**Given problem**
Count the lines in the records below that contain the string "bounding", and reply with the number alone.

__________________________________________________

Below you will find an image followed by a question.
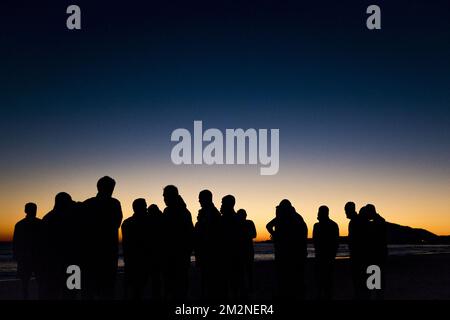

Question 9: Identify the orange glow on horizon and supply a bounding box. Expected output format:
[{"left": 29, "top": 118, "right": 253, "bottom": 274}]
[{"left": 0, "top": 163, "right": 450, "bottom": 241}]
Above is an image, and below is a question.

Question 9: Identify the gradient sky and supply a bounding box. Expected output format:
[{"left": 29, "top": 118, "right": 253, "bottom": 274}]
[{"left": 0, "top": 0, "right": 450, "bottom": 240}]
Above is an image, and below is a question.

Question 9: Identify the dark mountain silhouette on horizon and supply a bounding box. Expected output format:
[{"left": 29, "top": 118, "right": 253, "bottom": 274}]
[
  {"left": 263, "top": 222, "right": 450, "bottom": 244},
  {"left": 386, "top": 222, "right": 442, "bottom": 244}
]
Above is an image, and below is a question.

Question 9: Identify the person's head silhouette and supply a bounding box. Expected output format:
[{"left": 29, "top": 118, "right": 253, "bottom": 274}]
[
  {"left": 133, "top": 198, "right": 147, "bottom": 215},
  {"left": 25, "top": 202, "right": 37, "bottom": 218},
  {"left": 97, "top": 176, "right": 116, "bottom": 198},
  {"left": 276, "top": 199, "right": 294, "bottom": 219},
  {"left": 198, "top": 190, "right": 213, "bottom": 208},
  {"left": 236, "top": 209, "right": 247, "bottom": 221},
  {"left": 163, "top": 185, "right": 180, "bottom": 207},
  {"left": 344, "top": 201, "right": 357, "bottom": 219},
  {"left": 54, "top": 192, "right": 72, "bottom": 211},
  {"left": 358, "top": 206, "right": 368, "bottom": 219},
  {"left": 366, "top": 204, "right": 378, "bottom": 220},
  {"left": 317, "top": 206, "right": 330, "bottom": 222},
  {"left": 220, "top": 194, "right": 236, "bottom": 214}
]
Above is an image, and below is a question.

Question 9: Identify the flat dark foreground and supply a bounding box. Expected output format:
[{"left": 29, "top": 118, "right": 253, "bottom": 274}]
[{"left": 0, "top": 254, "right": 450, "bottom": 303}]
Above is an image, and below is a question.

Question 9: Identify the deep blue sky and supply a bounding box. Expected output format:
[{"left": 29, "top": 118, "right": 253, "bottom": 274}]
[{"left": 0, "top": 1, "right": 450, "bottom": 172}]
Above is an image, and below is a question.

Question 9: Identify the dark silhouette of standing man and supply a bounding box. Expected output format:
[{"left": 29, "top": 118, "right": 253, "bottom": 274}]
[
  {"left": 122, "top": 199, "right": 155, "bottom": 300},
  {"left": 220, "top": 195, "right": 245, "bottom": 300},
  {"left": 236, "top": 209, "right": 256, "bottom": 294},
  {"left": 147, "top": 204, "right": 164, "bottom": 301},
  {"left": 163, "top": 185, "right": 194, "bottom": 301},
  {"left": 81, "top": 176, "right": 122, "bottom": 299},
  {"left": 42, "top": 192, "right": 81, "bottom": 300},
  {"left": 194, "top": 190, "right": 221, "bottom": 301},
  {"left": 364, "top": 204, "right": 388, "bottom": 299},
  {"left": 344, "top": 201, "right": 366, "bottom": 300},
  {"left": 266, "top": 199, "right": 308, "bottom": 300},
  {"left": 13, "top": 202, "right": 41, "bottom": 299},
  {"left": 313, "top": 206, "right": 339, "bottom": 300}
]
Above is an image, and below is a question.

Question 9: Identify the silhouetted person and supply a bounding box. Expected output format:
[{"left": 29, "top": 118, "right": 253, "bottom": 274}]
[
  {"left": 194, "top": 190, "right": 223, "bottom": 300},
  {"left": 13, "top": 202, "right": 41, "bottom": 299},
  {"left": 122, "top": 199, "right": 155, "bottom": 300},
  {"left": 266, "top": 200, "right": 308, "bottom": 300},
  {"left": 82, "top": 176, "right": 122, "bottom": 299},
  {"left": 42, "top": 192, "right": 81, "bottom": 300},
  {"left": 344, "top": 202, "right": 366, "bottom": 299},
  {"left": 313, "top": 206, "right": 339, "bottom": 300},
  {"left": 364, "top": 204, "right": 388, "bottom": 299},
  {"left": 147, "top": 204, "right": 164, "bottom": 300},
  {"left": 220, "top": 195, "right": 245, "bottom": 300},
  {"left": 237, "top": 209, "right": 256, "bottom": 293},
  {"left": 163, "top": 185, "right": 194, "bottom": 301}
]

__________________________________________________

**Exercise answer**
8